* _SUPPLIED TEXT_:
One of the publications to appear since the fall of Suharto points out that there were several versions of the Supersemar. Even before the fall of Suharto, an official publication commemorating 30 years of Indonesian independence reproduced two different versions of Supersemar.

There are a number of differences between the various versions of the Supersemar:

- In two versions, there is a missing plural marker after the word "force" (Angkatan) in section III, paragraph 2.
- In the same two versions, there is an extra definite article marker after the word "responsibilities" (tanggung-djawab) in section III paragraph 3.
- One version runs to two pages, whereas the other versions are all on one page.
- Sukarno's signature in one version lacks the dot-and-horizontal-line after the word "Soekarno".
- There are also minor differences in the proximity and shapes of the letters.

===The Order of 13 March===
According to Hanafi, in his discussions with Sukarno at the Bogor Palace on 12 March, Sukarno was angry that the Supersemar had been used to ban the PKI, as it was the prerogative of the president to ban political parties. He said he had asked Third Deputy Prime Minister Johannes Leimena to take a written order to Suharto, and that he would wait to see what Suharto's reaction was – whether he would obey it or not. He asked Hanafi to help Third Deputy Prime Minister Chaerul Saleh and First Deputy Prime Minister Subandrio.

* _PROBLEMS AND TASKS_:
- A) Summarize the Supersemar text in two sentences.
- B) Write out the part of the Supersemar text that opens with the words containing "- In two versions, there" and closes with "III paragraph 3.", renaming "section" to "part" throughout.

* _SUPPLIED RECORDS_:
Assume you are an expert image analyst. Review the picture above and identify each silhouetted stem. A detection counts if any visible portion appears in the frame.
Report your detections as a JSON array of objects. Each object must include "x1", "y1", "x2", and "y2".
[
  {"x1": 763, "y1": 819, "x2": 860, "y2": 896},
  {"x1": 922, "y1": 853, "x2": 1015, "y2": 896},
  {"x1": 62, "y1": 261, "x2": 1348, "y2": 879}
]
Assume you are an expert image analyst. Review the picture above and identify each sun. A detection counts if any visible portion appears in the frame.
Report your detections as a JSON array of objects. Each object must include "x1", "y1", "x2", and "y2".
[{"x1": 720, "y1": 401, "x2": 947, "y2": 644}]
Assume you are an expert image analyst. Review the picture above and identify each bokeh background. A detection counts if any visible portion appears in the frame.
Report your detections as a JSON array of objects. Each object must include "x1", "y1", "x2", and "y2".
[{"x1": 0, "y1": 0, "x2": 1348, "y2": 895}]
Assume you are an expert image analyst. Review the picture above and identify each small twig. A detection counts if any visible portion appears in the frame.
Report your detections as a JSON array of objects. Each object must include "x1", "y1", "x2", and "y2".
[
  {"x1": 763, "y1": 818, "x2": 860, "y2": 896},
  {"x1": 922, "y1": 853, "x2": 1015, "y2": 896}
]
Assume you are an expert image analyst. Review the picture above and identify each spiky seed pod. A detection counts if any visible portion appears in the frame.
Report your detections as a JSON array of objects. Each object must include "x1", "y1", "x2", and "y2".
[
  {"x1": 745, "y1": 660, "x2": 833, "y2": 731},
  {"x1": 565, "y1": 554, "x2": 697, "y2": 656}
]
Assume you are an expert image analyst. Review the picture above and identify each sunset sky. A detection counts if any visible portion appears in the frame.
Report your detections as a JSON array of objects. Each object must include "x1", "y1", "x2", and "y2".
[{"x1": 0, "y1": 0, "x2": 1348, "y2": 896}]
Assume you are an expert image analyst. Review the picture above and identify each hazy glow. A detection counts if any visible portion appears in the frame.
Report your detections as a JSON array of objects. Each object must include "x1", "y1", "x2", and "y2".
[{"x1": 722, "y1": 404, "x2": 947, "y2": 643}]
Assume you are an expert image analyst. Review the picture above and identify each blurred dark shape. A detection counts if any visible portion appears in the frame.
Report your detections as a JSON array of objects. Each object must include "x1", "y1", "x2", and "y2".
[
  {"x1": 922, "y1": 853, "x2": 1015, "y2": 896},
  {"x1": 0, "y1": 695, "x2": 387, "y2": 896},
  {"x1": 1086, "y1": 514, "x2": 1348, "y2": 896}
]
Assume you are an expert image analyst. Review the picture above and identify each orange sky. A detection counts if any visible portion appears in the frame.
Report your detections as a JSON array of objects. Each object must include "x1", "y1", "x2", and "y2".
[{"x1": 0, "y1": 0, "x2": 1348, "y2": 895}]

* _RESPONSES TO THE TASKS_:
- A) Several versions of the Supersemar exist, and they differ in a missing plural marker, an extra definite article marker, page count, Sukarno's signature, and the proximity and shapes of letters. According to Hanafi, Sukarno was angry that the Supersemar had been used to ban the PKI and said he had asked Johannes Leimena to take a written order to Suharto to see whether Suharto would obey it.

- B)
- In two versions, there is a missing plural marker after the word "force" (Angkatan) in part III, paragraph 2.
- In the same two versions, there is an extra definite article marker after the word "responsibilities" (tanggung-djawab) in part III paragraph 3.